▶ **Goal**
Please rewrite the listing from the line containing "Q: For the green grass" through its end, switching "soccer" to "football" and leaving everything else unchanged.

── Supplied data ──

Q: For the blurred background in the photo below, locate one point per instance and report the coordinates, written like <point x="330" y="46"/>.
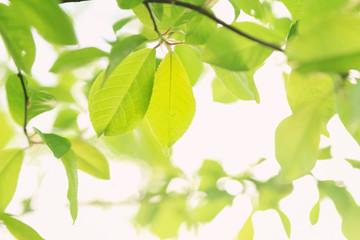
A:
<point x="235" y="135"/>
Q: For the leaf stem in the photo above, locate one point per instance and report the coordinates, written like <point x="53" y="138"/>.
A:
<point x="26" y="101"/>
<point x="208" y="14"/>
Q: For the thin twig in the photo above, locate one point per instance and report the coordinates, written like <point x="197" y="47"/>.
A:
<point x="26" y="101"/>
<point x="206" y="13"/>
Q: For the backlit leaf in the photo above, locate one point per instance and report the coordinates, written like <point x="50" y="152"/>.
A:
<point x="220" y="93"/>
<point x="314" y="213"/>
<point x="69" y="161"/>
<point x="90" y="160"/>
<point x="48" y="19"/>
<point x="172" y="104"/>
<point x="57" y="144"/>
<point x="118" y="105"/>
<point x="297" y="140"/>
<point x="229" y="50"/>
<point x="247" y="231"/>
<point x="76" y="58"/>
<point x="191" y="62"/>
<point x="18" y="229"/>
<point x="10" y="165"/>
<point x="121" y="49"/>
<point x="347" y="97"/>
<point x="17" y="38"/>
<point x="128" y="4"/>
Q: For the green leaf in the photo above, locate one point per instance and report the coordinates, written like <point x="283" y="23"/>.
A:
<point x="199" y="30"/>
<point x="139" y="144"/>
<point x="229" y="50"/>
<point x="285" y="221"/>
<point x="66" y="119"/>
<point x="118" y="105"/>
<point x="247" y="231"/>
<point x="172" y="104"/>
<point x="165" y="216"/>
<point x="128" y="4"/>
<point x="122" y="22"/>
<point x="251" y="7"/>
<point x="49" y="19"/>
<point x="6" y="131"/>
<point x="76" y="58"/>
<point x="354" y="163"/>
<point x="17" y="38"/>
<point x="325" y="153"/>
<point x="305" y="89"/>
<point x="220" y="93"/>
<point x="209" y="173"/>
<point x="236" y="6"/>
<point x="191" y="62"/>
<point x="69" y="161"/>
<point x="10" y="165"/>
<point x="121" y="49"/>
<point x="346" y="207"/>
<point x="90" y="160"/>
<point x="240" y="84"/>
<point x="18" y="229"/>
<point x="297" y="140"/>
<point x="314" y="213"/>
<point x="347" y="97"/>
<point x="58" y="145"/>
<point x="295" y="7"/>
<point x="327" y="44"/>
<point x="39" y="101"/>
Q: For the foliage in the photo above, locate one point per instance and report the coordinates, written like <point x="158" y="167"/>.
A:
<point x="142" y="103"/>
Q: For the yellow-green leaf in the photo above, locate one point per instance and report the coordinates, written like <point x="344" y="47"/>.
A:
<point x="172" y="104"/>
<point x="69" y="161"/>
<point x="117" y="106"/>
<point x="10" y="165"/>
<point x="18" y="229"/>
<point x="90" y="160"/>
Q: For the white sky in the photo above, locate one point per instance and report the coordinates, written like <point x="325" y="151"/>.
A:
<point x="235" y="134"/>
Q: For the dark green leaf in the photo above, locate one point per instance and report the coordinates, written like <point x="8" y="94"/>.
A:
<point x="122" y="22"/>
<point x="48" y="19"/>
<point x="90" y="160"/>
<point x="114" y="113"/>
<point x="18" y="229"/>
<point x="191" y="62"/>
<point x="69" y="161"/>
<point x="17" y="38"/>
<point x="58" y="145"/>
<point x="10" y="165"/>
<point x="121" y="49"/>
<point x="76" y="58"/>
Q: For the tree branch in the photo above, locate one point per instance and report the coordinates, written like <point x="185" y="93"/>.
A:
<point x="219" y="21"/>
<point x="66" y="1"/>
<point x="26" y="101"/>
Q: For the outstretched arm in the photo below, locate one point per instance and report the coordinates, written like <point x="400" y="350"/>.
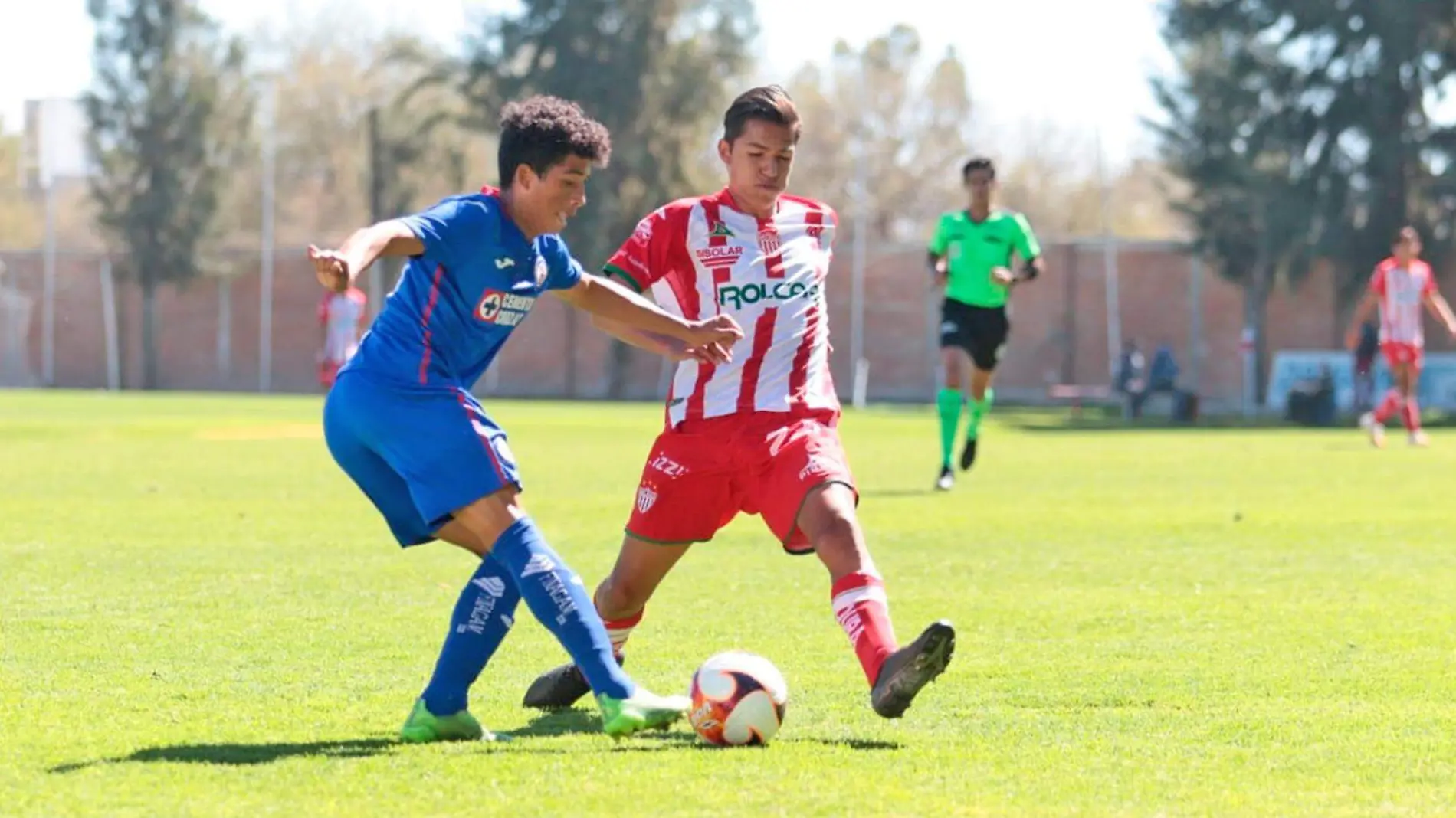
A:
<point x="336" y="270"/>
<point x="1363" y="310"/>
<point x="624" y="309"/>
<point x="655" y="344"/>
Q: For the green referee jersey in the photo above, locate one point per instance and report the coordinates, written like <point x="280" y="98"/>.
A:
<point x="973" y="249"/>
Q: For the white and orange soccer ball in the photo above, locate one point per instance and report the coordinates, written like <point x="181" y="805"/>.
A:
<point x="739" y="699"/>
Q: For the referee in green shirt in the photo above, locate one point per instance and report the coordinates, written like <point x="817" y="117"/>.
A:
<point x="972" y="257"/>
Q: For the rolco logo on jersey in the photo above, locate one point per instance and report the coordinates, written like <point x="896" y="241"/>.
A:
<point x="504" y="309"/>
<point x="739" y="296"/>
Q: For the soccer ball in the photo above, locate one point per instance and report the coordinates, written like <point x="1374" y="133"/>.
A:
<point x="739" y="699"/>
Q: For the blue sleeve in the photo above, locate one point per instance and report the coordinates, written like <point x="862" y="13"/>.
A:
<point x="451" y="227"/>
<point x="562" y="271"/>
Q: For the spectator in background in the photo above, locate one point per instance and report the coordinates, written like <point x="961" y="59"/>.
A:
<point x="1164" y="375"/>
<point x="341" y="319"/>
<point x="1365" y="365"/>
<point x="1132" y="379"/>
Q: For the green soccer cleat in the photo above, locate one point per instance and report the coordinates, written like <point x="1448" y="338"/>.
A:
<point x="424" y="727"/>
<point x="641" y="711"/>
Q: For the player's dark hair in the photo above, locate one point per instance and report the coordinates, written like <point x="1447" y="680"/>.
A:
<point x="765" y="103"/>
<point x="542" y="131"/>
<point x="977" y="163"/>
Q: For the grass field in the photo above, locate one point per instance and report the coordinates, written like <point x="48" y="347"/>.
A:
<point x="202" y="616"/>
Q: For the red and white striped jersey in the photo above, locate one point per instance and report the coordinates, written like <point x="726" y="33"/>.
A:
<point x="343" y="318"/>
<point x="1402" y="293"/>
<point x="699" y="257"/>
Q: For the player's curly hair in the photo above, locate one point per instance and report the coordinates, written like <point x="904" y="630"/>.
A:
<point x="979" y="163"/>
<point x="765" y="103"/>
<point x="542" y="131"/>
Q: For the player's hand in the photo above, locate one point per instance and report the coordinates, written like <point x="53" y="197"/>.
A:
<point x="711" y="354"/>
<point x="718" y="329"/>
<point x="331" y="268"/>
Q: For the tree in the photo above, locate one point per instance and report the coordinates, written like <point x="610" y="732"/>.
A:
<point x="1360" y="76"/>
<point x="654" y="72"/>
<point x="21" y="219"/>
<point x="168" y="103"/>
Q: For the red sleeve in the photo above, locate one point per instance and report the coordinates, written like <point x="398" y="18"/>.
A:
<point x="640" y="261"/>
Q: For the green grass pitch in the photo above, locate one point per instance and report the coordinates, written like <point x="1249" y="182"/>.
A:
<point x="202" y="616"/>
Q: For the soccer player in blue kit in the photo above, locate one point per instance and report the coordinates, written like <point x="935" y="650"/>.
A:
<point x="401" y="420"/>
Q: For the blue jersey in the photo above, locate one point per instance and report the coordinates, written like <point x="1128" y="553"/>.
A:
<point x="457" y="303"/>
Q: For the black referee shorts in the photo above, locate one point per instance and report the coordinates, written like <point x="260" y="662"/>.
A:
<point x="980" y="331"/>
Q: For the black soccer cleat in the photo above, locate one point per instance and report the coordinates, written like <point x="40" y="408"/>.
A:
<point x="969" y="454"/>
<point x="558" y="687"/>
<point x="910" y="669"/>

───

▶ **Expected answer**
Q: For the green grass pitch in the photo above, locate one point per instance and report the coordinates, written like <point x="1249" y="182"/>.
A:
<point x="202" y="616"/>
Q: For the football player in blue kit in the photo above, locate one point per instance and report the coordinates, written like <point x="935" y="650"/>.
A:
<point x="401" y="420"/>
Q: For the blue jersey in the photo above, locate one point per instance and report the coordinates, written like <point x="1128" y="553"/>.
A:
<point x="457" y="303"/>
Q: For the black referee shorts in the photo above, locate one point per instance and report the coordinates, written like <point x="260" y="662"/>.
A:
<point x="980" y="331"/>
Q: For the black football cleat in the photo above, locate one point per instance and report the coordinates, written like <point x="40" y="408"/>.
A:
<point x="969" y="454"/>
<point x="558" y="687"/>
<point x="910" y="669"/>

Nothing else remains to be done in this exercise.